-- Exercise data follows --

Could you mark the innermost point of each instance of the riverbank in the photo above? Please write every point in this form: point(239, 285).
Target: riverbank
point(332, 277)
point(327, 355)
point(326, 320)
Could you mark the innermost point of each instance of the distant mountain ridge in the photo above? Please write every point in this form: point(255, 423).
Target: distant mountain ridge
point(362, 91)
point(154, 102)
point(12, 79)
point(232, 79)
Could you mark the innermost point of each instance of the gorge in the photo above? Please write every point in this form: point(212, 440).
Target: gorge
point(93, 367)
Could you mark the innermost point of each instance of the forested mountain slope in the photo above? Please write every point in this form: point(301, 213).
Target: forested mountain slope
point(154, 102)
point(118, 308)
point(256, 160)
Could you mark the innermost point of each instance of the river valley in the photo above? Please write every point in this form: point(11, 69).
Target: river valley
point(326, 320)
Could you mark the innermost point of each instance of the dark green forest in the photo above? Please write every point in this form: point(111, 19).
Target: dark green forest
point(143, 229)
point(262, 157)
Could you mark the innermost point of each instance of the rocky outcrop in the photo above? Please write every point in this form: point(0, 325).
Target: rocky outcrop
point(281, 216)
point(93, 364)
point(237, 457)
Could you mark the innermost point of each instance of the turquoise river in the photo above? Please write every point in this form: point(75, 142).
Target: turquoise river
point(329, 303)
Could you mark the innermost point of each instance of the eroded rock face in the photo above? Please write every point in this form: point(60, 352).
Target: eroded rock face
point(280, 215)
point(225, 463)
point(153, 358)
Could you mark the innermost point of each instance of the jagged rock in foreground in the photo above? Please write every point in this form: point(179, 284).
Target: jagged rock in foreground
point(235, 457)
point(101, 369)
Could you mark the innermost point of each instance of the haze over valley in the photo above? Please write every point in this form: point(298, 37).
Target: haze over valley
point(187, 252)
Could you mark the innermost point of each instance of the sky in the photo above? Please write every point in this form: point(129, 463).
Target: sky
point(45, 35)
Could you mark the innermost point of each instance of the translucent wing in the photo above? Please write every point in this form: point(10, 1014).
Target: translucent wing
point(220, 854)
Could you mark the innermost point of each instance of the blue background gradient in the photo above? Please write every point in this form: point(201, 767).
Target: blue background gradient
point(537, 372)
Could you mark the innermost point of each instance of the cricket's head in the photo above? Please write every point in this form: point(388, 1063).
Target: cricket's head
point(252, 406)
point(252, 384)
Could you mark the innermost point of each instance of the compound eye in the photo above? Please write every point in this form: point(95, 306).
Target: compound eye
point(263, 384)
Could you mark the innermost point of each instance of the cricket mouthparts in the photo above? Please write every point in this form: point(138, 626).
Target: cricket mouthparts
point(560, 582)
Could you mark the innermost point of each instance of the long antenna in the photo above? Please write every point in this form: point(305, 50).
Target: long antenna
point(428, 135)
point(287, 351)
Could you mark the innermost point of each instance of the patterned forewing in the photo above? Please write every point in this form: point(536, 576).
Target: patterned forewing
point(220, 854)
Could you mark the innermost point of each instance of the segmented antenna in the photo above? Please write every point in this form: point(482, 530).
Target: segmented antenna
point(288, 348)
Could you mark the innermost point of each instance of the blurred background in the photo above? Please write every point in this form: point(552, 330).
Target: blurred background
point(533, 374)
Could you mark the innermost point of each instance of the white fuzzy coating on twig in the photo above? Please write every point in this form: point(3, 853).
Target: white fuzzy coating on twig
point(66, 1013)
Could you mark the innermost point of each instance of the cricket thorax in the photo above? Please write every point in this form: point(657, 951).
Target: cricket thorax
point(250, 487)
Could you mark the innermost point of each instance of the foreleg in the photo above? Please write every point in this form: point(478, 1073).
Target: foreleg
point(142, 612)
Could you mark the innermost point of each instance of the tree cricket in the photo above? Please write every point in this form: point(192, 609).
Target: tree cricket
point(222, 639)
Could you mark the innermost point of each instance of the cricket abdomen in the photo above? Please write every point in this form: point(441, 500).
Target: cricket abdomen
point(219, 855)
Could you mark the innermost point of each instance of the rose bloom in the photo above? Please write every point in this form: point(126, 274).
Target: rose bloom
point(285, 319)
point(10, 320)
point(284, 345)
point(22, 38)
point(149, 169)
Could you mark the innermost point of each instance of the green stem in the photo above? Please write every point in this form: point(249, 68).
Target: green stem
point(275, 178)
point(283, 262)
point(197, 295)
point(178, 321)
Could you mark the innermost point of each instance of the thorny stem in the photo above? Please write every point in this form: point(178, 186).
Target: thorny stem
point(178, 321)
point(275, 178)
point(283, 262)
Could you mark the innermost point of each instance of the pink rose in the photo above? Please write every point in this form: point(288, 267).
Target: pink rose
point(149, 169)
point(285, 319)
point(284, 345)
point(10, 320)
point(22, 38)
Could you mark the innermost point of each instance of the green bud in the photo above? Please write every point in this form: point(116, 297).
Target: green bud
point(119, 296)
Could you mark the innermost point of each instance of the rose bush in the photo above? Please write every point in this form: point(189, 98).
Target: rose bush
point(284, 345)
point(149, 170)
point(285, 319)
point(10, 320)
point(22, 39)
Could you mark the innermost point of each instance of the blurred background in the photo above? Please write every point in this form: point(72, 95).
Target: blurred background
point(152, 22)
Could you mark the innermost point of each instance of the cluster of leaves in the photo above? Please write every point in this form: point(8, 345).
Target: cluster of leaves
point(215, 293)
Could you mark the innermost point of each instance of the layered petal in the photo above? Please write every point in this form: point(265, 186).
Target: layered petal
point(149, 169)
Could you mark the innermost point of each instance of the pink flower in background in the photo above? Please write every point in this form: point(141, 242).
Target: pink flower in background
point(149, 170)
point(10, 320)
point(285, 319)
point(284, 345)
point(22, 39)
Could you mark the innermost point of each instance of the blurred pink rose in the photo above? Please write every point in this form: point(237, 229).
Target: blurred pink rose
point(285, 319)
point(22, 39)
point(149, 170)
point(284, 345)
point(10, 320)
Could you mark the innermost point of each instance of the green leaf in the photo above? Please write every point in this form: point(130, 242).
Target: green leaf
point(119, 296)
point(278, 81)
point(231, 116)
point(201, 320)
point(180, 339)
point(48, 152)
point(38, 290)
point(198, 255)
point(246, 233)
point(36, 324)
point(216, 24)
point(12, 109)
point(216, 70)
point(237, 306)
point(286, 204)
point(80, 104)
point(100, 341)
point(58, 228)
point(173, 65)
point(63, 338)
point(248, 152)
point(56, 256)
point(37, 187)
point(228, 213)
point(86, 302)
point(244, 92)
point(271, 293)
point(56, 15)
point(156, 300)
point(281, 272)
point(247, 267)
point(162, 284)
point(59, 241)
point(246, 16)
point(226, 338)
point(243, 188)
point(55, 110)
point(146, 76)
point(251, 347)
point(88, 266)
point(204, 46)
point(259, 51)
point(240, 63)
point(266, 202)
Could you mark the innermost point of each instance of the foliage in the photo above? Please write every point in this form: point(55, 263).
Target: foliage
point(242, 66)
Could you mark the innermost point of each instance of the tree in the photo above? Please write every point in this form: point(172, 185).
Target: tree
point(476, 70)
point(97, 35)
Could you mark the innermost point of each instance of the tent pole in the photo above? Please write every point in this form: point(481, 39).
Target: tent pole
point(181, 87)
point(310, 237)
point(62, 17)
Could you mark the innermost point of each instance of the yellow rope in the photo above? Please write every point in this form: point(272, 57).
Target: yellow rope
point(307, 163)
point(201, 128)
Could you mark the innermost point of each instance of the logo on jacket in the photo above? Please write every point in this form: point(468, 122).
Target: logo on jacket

-- Exercise data concluded --

Read the entries and pick out all lines that include the word "jacket".

_Answer to this problem_
Could you mark the innermost point of each instance of the logo on jacket in the photo above? Please write every point in this form: point(468, 122).
Target: logo on jacket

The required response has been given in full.